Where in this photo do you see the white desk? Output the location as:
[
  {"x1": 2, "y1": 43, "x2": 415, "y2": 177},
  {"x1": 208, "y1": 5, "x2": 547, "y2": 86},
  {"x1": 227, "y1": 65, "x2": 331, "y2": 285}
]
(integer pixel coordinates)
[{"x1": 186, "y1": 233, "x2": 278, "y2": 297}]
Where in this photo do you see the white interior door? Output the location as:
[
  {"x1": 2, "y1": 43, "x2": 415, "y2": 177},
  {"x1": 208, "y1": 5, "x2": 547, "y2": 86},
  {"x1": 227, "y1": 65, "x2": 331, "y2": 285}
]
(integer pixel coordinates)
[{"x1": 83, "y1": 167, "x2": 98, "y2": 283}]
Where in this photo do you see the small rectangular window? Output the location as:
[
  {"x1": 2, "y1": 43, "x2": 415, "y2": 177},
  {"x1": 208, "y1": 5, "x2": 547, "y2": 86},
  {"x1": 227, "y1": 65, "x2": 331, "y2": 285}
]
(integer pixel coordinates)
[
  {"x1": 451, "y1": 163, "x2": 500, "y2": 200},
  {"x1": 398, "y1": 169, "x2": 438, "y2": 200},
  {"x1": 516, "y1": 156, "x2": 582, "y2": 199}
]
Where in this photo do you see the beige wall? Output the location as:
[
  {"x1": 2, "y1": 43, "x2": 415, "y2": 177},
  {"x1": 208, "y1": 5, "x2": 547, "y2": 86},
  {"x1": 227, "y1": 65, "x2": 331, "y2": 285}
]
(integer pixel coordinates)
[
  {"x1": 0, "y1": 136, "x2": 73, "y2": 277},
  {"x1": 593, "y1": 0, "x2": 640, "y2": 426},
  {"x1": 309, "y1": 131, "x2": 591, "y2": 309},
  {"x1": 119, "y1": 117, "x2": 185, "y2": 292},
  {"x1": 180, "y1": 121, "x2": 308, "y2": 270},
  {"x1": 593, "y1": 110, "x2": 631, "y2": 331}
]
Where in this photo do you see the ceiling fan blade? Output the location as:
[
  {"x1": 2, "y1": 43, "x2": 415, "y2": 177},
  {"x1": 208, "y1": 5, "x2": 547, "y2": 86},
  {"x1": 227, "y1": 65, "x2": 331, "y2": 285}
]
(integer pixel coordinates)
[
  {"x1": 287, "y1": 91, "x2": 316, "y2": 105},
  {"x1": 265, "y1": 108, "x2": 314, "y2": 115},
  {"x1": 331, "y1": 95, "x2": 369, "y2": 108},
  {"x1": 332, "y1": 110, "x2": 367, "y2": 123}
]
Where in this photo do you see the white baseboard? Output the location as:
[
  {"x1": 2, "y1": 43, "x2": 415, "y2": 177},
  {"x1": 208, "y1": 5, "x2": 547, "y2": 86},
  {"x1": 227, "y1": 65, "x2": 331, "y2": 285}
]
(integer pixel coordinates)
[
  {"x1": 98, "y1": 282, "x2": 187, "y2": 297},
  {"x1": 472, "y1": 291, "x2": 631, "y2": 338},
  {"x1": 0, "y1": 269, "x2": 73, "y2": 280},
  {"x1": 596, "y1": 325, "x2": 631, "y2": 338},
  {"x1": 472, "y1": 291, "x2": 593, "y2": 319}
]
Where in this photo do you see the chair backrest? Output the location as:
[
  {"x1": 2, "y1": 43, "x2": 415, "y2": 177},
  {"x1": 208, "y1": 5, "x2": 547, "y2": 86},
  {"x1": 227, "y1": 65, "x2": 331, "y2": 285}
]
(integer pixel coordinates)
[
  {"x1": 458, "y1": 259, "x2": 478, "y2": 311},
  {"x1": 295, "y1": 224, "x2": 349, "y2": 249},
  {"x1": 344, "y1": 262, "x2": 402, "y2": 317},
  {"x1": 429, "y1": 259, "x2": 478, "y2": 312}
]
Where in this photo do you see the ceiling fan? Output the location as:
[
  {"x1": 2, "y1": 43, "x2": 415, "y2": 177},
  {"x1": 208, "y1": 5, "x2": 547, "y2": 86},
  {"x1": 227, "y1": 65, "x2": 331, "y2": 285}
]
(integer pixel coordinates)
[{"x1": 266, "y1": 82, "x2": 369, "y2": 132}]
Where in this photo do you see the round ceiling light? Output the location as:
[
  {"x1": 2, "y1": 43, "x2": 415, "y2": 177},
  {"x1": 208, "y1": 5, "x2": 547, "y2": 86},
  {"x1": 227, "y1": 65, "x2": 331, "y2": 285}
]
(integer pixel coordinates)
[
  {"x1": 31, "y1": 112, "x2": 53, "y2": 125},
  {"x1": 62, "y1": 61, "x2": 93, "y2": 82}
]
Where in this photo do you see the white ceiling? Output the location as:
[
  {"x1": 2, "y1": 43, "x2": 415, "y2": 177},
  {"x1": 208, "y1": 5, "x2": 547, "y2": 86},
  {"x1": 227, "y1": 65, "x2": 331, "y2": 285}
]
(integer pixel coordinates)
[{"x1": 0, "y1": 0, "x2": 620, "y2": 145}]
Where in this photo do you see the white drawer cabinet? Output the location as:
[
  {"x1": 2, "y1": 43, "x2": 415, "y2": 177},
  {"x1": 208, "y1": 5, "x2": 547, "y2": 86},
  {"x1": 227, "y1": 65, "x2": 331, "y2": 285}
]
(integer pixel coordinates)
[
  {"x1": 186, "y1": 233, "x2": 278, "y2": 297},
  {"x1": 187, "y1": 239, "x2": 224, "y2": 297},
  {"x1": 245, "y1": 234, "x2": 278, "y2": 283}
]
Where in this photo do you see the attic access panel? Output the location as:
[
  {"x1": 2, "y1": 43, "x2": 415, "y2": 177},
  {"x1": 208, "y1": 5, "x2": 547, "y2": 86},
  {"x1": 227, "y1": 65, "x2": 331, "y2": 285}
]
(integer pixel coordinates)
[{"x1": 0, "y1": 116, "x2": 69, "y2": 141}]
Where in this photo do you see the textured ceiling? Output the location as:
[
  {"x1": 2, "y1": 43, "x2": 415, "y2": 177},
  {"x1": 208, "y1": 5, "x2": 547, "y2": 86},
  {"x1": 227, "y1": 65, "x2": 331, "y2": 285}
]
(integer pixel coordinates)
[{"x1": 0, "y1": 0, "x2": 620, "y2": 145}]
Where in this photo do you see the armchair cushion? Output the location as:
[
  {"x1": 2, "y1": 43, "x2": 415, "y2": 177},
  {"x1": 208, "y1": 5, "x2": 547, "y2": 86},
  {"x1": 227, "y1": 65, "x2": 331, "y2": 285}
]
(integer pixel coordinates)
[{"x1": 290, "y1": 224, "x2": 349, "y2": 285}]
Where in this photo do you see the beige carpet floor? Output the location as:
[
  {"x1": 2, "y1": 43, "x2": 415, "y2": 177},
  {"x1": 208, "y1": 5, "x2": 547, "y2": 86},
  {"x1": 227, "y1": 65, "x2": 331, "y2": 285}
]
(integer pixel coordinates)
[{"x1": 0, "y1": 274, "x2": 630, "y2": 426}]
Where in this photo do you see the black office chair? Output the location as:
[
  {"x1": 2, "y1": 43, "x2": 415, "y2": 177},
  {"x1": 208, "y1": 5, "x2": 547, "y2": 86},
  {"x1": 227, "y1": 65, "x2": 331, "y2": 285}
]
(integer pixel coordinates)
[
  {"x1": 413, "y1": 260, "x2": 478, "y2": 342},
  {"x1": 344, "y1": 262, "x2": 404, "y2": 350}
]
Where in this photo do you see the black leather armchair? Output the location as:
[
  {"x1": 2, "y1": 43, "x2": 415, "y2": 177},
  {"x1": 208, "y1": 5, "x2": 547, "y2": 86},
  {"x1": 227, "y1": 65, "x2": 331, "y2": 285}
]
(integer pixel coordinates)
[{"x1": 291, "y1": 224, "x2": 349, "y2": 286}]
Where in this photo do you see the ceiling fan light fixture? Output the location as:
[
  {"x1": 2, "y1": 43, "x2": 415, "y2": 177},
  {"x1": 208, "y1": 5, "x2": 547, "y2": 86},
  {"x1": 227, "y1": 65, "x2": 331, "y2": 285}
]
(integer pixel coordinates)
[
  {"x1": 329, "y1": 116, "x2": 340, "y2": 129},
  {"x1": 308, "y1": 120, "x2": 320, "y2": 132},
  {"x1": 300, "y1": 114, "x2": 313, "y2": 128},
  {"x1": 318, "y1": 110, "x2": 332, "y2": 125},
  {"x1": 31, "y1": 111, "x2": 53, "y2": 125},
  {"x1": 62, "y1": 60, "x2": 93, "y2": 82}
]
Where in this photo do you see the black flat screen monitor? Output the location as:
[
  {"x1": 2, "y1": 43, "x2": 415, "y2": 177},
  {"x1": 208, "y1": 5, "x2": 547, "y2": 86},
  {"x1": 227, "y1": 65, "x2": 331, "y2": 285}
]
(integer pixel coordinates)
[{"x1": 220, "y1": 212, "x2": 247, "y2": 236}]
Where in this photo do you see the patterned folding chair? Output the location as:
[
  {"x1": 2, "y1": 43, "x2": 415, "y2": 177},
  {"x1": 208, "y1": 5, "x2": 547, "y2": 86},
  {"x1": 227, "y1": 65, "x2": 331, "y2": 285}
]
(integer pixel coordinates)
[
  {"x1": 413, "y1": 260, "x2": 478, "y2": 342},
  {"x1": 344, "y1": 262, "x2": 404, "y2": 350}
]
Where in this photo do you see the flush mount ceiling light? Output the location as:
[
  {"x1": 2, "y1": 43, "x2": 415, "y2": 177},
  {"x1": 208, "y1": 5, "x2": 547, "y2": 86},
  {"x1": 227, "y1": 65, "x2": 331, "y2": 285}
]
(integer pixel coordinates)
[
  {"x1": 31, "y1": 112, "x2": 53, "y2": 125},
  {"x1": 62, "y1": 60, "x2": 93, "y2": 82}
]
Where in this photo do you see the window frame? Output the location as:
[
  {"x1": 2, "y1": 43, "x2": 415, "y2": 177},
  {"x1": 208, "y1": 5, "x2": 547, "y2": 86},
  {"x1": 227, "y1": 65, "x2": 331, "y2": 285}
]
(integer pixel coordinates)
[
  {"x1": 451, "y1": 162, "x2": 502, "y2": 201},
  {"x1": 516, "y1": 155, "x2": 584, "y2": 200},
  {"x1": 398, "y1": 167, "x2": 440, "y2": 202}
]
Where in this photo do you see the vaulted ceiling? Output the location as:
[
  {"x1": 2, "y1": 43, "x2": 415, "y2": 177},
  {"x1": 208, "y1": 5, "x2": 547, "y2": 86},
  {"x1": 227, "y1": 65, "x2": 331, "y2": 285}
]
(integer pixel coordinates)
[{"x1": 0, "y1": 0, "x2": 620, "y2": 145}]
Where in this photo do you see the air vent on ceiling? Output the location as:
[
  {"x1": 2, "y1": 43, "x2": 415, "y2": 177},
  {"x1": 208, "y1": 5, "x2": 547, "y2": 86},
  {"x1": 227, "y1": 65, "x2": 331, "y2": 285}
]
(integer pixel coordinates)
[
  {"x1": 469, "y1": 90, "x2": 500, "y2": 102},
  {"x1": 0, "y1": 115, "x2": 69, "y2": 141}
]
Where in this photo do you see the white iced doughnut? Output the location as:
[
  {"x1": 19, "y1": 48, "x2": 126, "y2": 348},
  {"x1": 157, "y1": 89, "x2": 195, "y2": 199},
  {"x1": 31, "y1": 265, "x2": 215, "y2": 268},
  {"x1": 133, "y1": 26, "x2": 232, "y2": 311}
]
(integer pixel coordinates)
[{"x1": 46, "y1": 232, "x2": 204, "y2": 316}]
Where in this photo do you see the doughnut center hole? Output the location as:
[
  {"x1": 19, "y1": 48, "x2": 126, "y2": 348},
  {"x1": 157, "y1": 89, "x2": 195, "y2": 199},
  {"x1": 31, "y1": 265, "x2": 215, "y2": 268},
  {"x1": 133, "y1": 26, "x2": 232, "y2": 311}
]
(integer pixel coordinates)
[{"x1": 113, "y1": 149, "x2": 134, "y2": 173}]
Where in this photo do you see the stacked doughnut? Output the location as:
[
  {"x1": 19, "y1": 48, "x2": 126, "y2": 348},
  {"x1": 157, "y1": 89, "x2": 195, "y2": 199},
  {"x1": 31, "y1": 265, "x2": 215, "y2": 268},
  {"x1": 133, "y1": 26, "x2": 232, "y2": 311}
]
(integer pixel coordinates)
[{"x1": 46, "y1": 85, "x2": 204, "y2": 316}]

• • • • •

● Prompt: Repeat, word for word, every line from the line that contains "Where in this photo do you see the white iced" to the end of the entries; include both of those lines and no others.

● Answer for this exercise:
Where in this photo do you see the white iced doughnut? Output the location as:
[
  {"x1": 19, "y1": 48, "x2": 126, "y2": 348},
  {"x1": 157, "y1": 89, "x2": 195, "y2": 199},
  {"x1": 31, "y1": 265, "x2": 215, "y2": 268},
  {"x1": 133, "y1": 26, "x2": 232, "y2": 311}
]
(integer pixel coordinates)
[{"x1": 46, "y1": 232, "x2": 204, "y2": 316}]
Where in this photo do you see the doughnut center hole? Output the location as:
[
  {"x1": 19, "y1": 48, "x2": 126, "y2": 348},
  {"x1": 157, "y1": 89, "x2": 195, "y2": 199},
  {"x1": 31, "y1": 265, "x2": 215, "y2": 268},
  {"x1": 133, "y1": 26, "x2": 232, "y2": 311}
]
(integer pixel coordinates)
[{"x1": 113, "y1": 149, "x2": 134, "y2": 173}]
Where in this photo do you see the stacked doughnut? Output the location as:
[
  {"x1": 19, "y1": 48, "x2": 126, "y2": 348},
  {"x1": 157, "y1": 89, "x2": 195, "y2": 199},
  {"x1": 31, "y1": 265, "x2": 215, "y2": 268},
  {"x1": 133, "y1": 26, "x2": 232, "y2": 311}
]
(integer pixel coordinates)
[{"x1": 46, "y1": 85, "x2": 204, "y2": 316}]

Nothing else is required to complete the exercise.